Items from a point annotation set
------------------------------
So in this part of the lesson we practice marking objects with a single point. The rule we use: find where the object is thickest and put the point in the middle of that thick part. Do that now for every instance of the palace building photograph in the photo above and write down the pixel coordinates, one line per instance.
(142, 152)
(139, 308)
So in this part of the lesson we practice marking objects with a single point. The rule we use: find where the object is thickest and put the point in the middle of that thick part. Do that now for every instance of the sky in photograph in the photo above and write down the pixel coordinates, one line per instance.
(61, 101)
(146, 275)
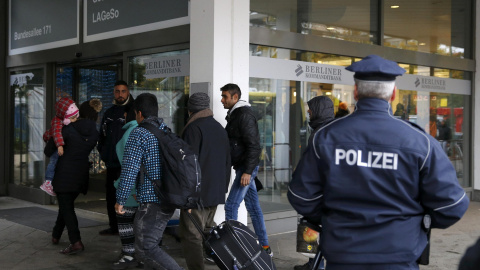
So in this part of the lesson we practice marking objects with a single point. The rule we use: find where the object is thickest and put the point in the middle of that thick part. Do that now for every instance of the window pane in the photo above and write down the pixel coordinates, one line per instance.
(171, 92)
(352, 20)
(29, 124)
(440, 115)
(440, 27)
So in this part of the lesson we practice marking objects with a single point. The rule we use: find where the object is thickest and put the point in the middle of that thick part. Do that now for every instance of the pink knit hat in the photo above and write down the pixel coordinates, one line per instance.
(71, 111)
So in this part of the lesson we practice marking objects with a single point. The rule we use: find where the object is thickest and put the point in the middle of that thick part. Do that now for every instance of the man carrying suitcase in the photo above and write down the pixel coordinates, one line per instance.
(209, 141)
(245, 150)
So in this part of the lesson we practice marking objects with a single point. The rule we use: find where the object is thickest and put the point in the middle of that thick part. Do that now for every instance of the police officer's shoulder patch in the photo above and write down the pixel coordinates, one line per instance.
(416, 126)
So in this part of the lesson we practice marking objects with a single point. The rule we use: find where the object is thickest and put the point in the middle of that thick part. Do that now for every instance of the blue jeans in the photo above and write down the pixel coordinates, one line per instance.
(50, 171)
(149, 225)
(249, 193)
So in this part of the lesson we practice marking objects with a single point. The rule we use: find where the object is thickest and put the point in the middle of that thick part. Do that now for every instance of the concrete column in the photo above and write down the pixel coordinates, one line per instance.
(476, 113)
(219, 41)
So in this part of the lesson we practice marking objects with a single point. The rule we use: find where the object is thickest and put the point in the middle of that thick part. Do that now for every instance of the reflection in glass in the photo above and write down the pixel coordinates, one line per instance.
(440, 27)
(28, 89)
(440, 115)
(171, 92)
(339, 19)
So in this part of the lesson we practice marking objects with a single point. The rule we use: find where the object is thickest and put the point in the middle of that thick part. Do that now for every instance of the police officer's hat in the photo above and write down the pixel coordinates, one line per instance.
(375, 68)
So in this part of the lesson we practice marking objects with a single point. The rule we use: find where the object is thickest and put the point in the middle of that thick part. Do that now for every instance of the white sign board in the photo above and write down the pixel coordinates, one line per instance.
(291, 70)
(172, 66)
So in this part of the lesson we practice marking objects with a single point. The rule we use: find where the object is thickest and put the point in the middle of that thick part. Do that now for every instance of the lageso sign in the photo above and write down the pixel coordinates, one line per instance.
(42, 24)
(113, 18)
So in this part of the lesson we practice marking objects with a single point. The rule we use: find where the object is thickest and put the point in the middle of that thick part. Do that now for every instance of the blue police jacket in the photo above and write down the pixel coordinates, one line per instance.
(370, 178)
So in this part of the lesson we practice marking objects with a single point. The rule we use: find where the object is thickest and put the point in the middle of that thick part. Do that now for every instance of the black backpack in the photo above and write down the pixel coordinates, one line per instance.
(181, 176)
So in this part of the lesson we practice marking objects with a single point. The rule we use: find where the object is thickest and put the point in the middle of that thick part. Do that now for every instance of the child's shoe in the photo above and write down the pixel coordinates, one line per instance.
(48, 188)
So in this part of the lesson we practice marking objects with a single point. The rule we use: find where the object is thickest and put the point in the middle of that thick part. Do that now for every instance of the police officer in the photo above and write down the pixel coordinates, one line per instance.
(370, 179)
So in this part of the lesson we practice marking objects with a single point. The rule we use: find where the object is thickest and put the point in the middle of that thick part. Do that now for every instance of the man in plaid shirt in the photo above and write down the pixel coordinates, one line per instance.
(152, 216)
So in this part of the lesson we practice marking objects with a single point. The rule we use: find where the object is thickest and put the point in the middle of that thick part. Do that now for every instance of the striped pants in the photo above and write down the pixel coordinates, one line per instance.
(125, 230)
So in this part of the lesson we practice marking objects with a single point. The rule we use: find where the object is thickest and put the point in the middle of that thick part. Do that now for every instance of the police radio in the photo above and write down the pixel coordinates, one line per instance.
(425, 257)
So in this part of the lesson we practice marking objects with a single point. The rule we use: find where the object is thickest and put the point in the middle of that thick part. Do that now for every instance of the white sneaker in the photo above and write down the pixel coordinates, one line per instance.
(48, 188)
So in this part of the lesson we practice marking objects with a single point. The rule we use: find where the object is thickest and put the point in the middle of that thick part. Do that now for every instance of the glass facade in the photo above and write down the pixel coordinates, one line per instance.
(28, 91)
(352, 20)
(438, 27)
(171, 92)
(281, 106)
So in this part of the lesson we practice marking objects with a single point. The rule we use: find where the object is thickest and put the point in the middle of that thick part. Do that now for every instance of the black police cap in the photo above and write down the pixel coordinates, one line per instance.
(375, 68)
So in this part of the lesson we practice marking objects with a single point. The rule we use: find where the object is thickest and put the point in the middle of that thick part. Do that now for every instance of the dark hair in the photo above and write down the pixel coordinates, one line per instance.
(147, 104)
(232, 89)
(121, 82)
(90, 109)
(130, 112)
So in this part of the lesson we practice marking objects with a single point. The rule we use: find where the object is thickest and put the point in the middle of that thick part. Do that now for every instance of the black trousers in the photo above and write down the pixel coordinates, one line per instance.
(67, 217)
(112, 175)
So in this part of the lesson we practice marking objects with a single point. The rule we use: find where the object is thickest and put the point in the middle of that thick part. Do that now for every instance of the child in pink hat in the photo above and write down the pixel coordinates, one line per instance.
(66, 112)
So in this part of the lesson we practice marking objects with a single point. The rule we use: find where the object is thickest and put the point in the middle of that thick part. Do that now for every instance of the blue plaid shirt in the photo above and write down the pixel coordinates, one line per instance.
(141, 148)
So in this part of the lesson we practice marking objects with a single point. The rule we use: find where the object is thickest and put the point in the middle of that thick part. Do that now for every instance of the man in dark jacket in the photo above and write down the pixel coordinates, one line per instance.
(209, 141)
(245, 151)
(110, 133)
(370, 179)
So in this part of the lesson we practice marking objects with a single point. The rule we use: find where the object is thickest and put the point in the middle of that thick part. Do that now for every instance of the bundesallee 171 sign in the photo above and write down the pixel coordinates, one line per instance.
(42, 24)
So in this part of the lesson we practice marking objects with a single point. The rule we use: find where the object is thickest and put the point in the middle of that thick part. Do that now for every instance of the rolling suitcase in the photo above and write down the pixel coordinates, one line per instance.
(233, 246)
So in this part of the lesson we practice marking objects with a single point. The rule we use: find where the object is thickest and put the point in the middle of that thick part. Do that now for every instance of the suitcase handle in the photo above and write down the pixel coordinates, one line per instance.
(200, 230)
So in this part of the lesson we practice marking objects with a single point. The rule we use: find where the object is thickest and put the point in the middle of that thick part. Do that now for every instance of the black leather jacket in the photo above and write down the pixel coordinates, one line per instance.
(242, 130)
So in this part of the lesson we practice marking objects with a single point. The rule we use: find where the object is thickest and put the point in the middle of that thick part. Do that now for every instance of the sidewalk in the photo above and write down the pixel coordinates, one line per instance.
(23, 247)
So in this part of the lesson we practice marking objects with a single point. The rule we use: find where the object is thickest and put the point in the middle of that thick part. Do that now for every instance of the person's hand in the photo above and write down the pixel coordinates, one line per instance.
(245, 181)
(119, 209)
------------------------------
(What you have to do):
Will you repeat every item above word for word, without the pictures?

(Reply):
So in this part of the lesson we practice marking objects with a single point. The rule we use: find where the object is thickest and put the point in the middle of that thick part. Do that now for every instance of the palace building photograph in the photo above and write down the pixel coordinates, one line per instance.
(142, 152)
(139, 308)
So in this part of the lesson we practice marking objects with a single point. The rule we use: find where the object is thickest and put the point in the middle of that thick part. Do that now for every instance of the sky in photograph in the photo above and write down the pixel coordinates, one line per instance.
(61, 101)
(146, 275)
So in this part of the lesson we practice marking objects with a single point. The rule we use: find where the object is thickest and put the point in the middle of that thick part. Do that now for every instance of the window pane in the photo above and write down the pixel coordinates, one line per instance.
(171, 92)
(352, 20)
(29, 124)
(440, 115)
(440, 27)
So in this part of the lesson we practice marking objects with a single point. The rule we use: find where the object is thickest and put the point in the middle of that thick part. Do that now for every instance of the pink knit hat in the photo above and write down the pixel coordinates, one line per instance.
(71, 111)
So in this part of the lesson we practice marking objects with a single point. The rule we use: find where the object is thickest and put the point in the middle of that thick part. Do that now for every instance of the man carrying suitcase in the photo above and write down the pixel coordinates, one line per instance.
(209, 141)
(245, 150)
So in this part of the lesson we practice marking objects with a single point. The rule we use: find where the object is thickest and put the point in the middle of that thick part. Do that now for every instance of the police officer's shoulder patch in the photo above and write down the pixel coordinates, one line per instance.
(416, 126)
So in this part of the lesson we practice marking objects with a single point. The rule we use: find where the object is thickest and put the point in the middle of that thick part. Do that now for every instance of the blue jeans in the photo above and write down the pixel coordinates, one line per instance.
(50, 171)
(149, 225)
(249, 193)
So in this part of the lesson we practice marking objects with a single point. The rule we use: find where the object is thickest and put the point in the middle of that thick part. Do that now for every instance of the concrete column in the photo above and write down the pixel coordinates, one line per instance.
(476, 113)
(219, 41)
So in this part of the lesson we practice marking objects with a single point. The rule we use: find where the object is thickest and put the point in the middle of that thick part. Do that now for every instance of the reflection in glass in the photo above and write down the pixel coordinates, one line per instance.
(440, 27)
(28, 89)
(440, 115)
(171, 92)
(339, 19)
So in this part of the lesson we practice marking objects with a single point. The rule we use: find where the object is thickest and put the point in the middle of that thick part. Do that now for every instance of the police officer's hat in the photo above and write down the pixel coordinates, one line per instance.
(375, 68)
So in this part of the lesson we practice marking objects with a single point. The rule we use: find where the object is thickest and put the point in the middle of that thick part. Do that now for every instance of the white sign board in the photo above and write down the pixel coordinates, one line per instance.
(291, 70)
(172, 66)
So in this part of the lesson we practice marking objects with a single point. The rule we use: find where the object is thickest and put the point in the middle of that thick part. Do that now for every instance of the lageso sign in the photo above and write down the pixel coordinates, one line per instance.
(42, 24)
(113, 18)
So in this part of the lesson we practice marking objects with a single point. The rule we use: find where the object is thickest and put the point in the middle of that thick part. Do that now for every instance of the blue police jacket in the photo above and write down the pixel coordinates, one line per instance.
(370, 178)
So in this part of the lesson we practice marking objects with a single point. The rule we use: find where the object is thickest and put the point in the middle of that thick part. Do that now for every instance of the black backpack in the photo above and write down the pixel coordinates, one line per instance.
(181, 176)
So in this part of the lesson we practice marking objects with a single point. The rule we use: find where the object is thickest and put the point in the middle of that thick part. Do that now for every instance of the child's shoe in the photo above and write down the pixel coordinates, one line per instance.
(48, 188)
So in this part of the lesson we practice marking objects with a single point. The rule we use: find where the object is thickest and put the point in the middle of that thick part. Do that now for every instance of the police officer in the photo above and write down the pixel coordinates, one line per instance.
(370, 179)
So in this part of the lesson we practice marking objects with a single point. The rule we use: find where the object is thickest and put the point in the middle of that thick part. Do that now for every instance of the man in plaid shirt in the photo above and write down the pixel coordinates, one line per instance.
(152, 216)
So in this part of the lesson we practice marking objects with a single point. The rule we use: find where the object is thickest and put the point in the middle of that thick part. Do that now for every instance of the striped pants in the photo above and write down the pixel coordinates, one line per instance.
(125, 230)
So in this part of the lesson we practice marking objects with a single point. The rule we use: find where the object is thickest and put the point in the middle of that thick part. Do that now for every instance of the police radio in the photo above and write down the pixel coordinates, one line per instance.
(425, 257)
So in this part of the lesson we practice marking objects with a single point. The rule we use: find where the object is thickest and put the point in the middle of that thick part. Do that now for every instance of the white sneaker in the photo above and write down the pixel coordinates, one line per instance.
(48, 188)
So in this part of the lesson we practice marking objects with a single point. The rule we use: find where the object is thickest and put the point in the middle of that thick part. Do that now for every instance of the glass facade in the photo above and write down the pixel coordinates, one line per instance.
(28, 91)
(352, 20)
(438, 27)
(171, 92)
(281, 106)
So in this part of the lesson we practice marking objects with a single point. The rule we use: find where the object is thickest and put the point in the middle of that thick part. Do that now for every instance of the black police cap in the photo above and write down the pixel coordinates, one line per instance.
(375, 68)
So in this part of the lesson we practice marking objects with a single point. The rule we use: find where the object is thickest and put the point in the middle of that thick part. Do that now for every instance of the dark hair in the photo above and write down the pixel coordinates, one line per instance.
(147, 104)
(232, 89)
(121, 82)
(90, 109)
(130, 112)
So in this part of the lesson we practice marking objects with a single point. The rule we use: find where the object is thickest and put the point in the middle of that thick part. Do that now for every instance of the black trousers in the photo above and write down the pixel coordinates, one line per instance.
(67, 217)
(112, 175)
So in this part of the lesson we practice marking objects with a single point. The rule we use: find where the object is thickest and put the point in the middle of that thick part. Do that now for every instance of the child in pink hat in the photo above and write down the pixel coordinates, one line per instance.
(66, 112)
So in this part of the lesson we practice marking objects with a single point. The rule we use: find where the object is thickest and put the point in the middle of that thick part. Do that now for every instance of the blue plaid shirt in the photo above and write down the pixel coordinates, one line per instance.
(141, 148)
So in this part of the lesson we practice marking objects with a single point. The rule we use: find where the object is thickest and put the point in the middle of that thick part. Do that now for every instance of the man in dark jacket in the photo above and write down the pixel coordinates, one line per instance.
(209, 141)
(245, 151)
(110, 133)
(370, 179)
So in this part of the lesson we practice marking objects with a single point. The rule we use: find where the object is thickest and put the point in the middle of that thick part. Do that now for every instance of the bundesallee 171 sign in the photo above and write down the pixel coordinates, one line per instance.
(42, 24)
So in this part of the lesson we practice marking objects with a single point. The rule we use: find where the object is thickest and put the point in the middle of that thick part. Do that now for every instance of the rolling suitcase in the photo above and write down the pixel coordinates, one line per instance.
(233, 246)
So in this part of the lesson we practice marking objects with a single point. The rule we use: find where the object is thickest and put the point in the middle of that thick part. Do that now for every instance of the suitcase handle in the photo above and write down the pixel coordinates, one line per instance.
(200, 230)
So in this part of the lesson we practice marking objects with a single point. The rule we use: find where the object is thickest and put the point in the middle of that thick part. Do that now for every instance of the black leather jacket in the photo above and write down the pixel coordinates, one line per instance.
(242, 130)
So in this part of the lesson we practice marking objects with a single point. The rule we use: find where the object is thickest and put the point in the middle of that thick part. Do that now for every instance of the sidewalk in the photo above and write down the pixel coordinates, one line per instance.
(23, 247)
So in this part of the lesson we practice marking objects with a single point. The rule we use: find where the object is thickest and put the point in the middle of that thick part. Do that now for every instance of the person's hand in the photo above and write down the pixel coordinates, one line per instance.
(245, 181)
(119, 209)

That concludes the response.